- _EXERCISE PROMPT_
Copy out the listing below in full, with its requests, but raise every bounding-box coordinate in the answers by 138. Omit the pictures.

- _DATA PROVIDED_
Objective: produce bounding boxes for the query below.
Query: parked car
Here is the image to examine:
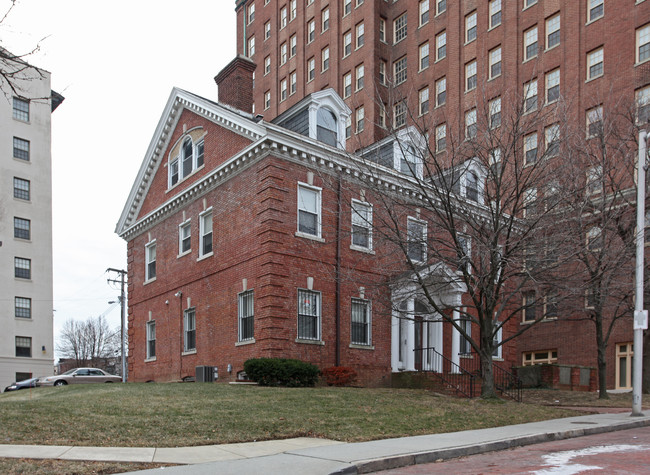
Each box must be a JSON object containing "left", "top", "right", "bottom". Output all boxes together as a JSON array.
[
  {"left": 5, "top": 378, "right": 38, "bottom": 392},
  {"left": 38, "top": 368, "right": 122, "bottom": 386}
]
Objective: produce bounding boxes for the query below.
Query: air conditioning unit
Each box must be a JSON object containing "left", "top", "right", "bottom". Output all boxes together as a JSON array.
[{"left": 196, "top": 366, "right": 214, "bottom": 383}]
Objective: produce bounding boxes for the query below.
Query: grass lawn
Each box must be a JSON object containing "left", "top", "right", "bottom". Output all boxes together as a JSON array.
[{"left": 0, "top": 383, "right": 572, "bottom": 447}]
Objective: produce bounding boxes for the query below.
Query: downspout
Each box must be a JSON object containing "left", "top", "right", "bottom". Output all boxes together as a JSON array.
[{"left": 335, "top": 176, "right": 343, "bottom": 366}]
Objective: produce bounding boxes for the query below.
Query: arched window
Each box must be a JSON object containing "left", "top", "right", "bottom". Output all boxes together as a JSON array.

- _EXPECTED OUTPUT_
Objective: produce bounding boxes for the query below.
Query: parked car
Here is the image to examine:
Each box must be a JSON object containing "left", "top", "right", "bottom". Output all boxes together as a JSON array.
[
  {"left": 143, "top": 516, "right": 176, "bottom": 530},
  {"left": 176, "top": 506, "right": 260, "bottom": 524}
]
Objective: produce bounding boxes for the query below.
Query: air conditioning unit
Each box must be a JSON object containing "left", "top", "right", "bottom". Output all boxes together as a JSON array.
[{"left": 334, "top": 504, "right": 352, "bottom": 521}]
Objective: produce bounding boxes for the query below.
Query: grass lawn
Each box must be a JSON object containing "left", "top", "right", "bottom". Output all boxes together as a JSON array.
[{"left": 138, "top": 521, "right": 710, "bottom": 585}]
Objective: produce bounding boxes for the query below.
Query: downspout
Each box must be a JSON object containing "left", "top", "right", "bottom". Output all boxes together as a JSON array.
[{"left": 473, "top": 314, "right": 481, "bottom": 504}]
Objective: produce bounding boxes for the query below.
Query: arched window
Each box must be a JSON object containing "left", "top", "right", "bottom". Output all boxes together as a JSON array.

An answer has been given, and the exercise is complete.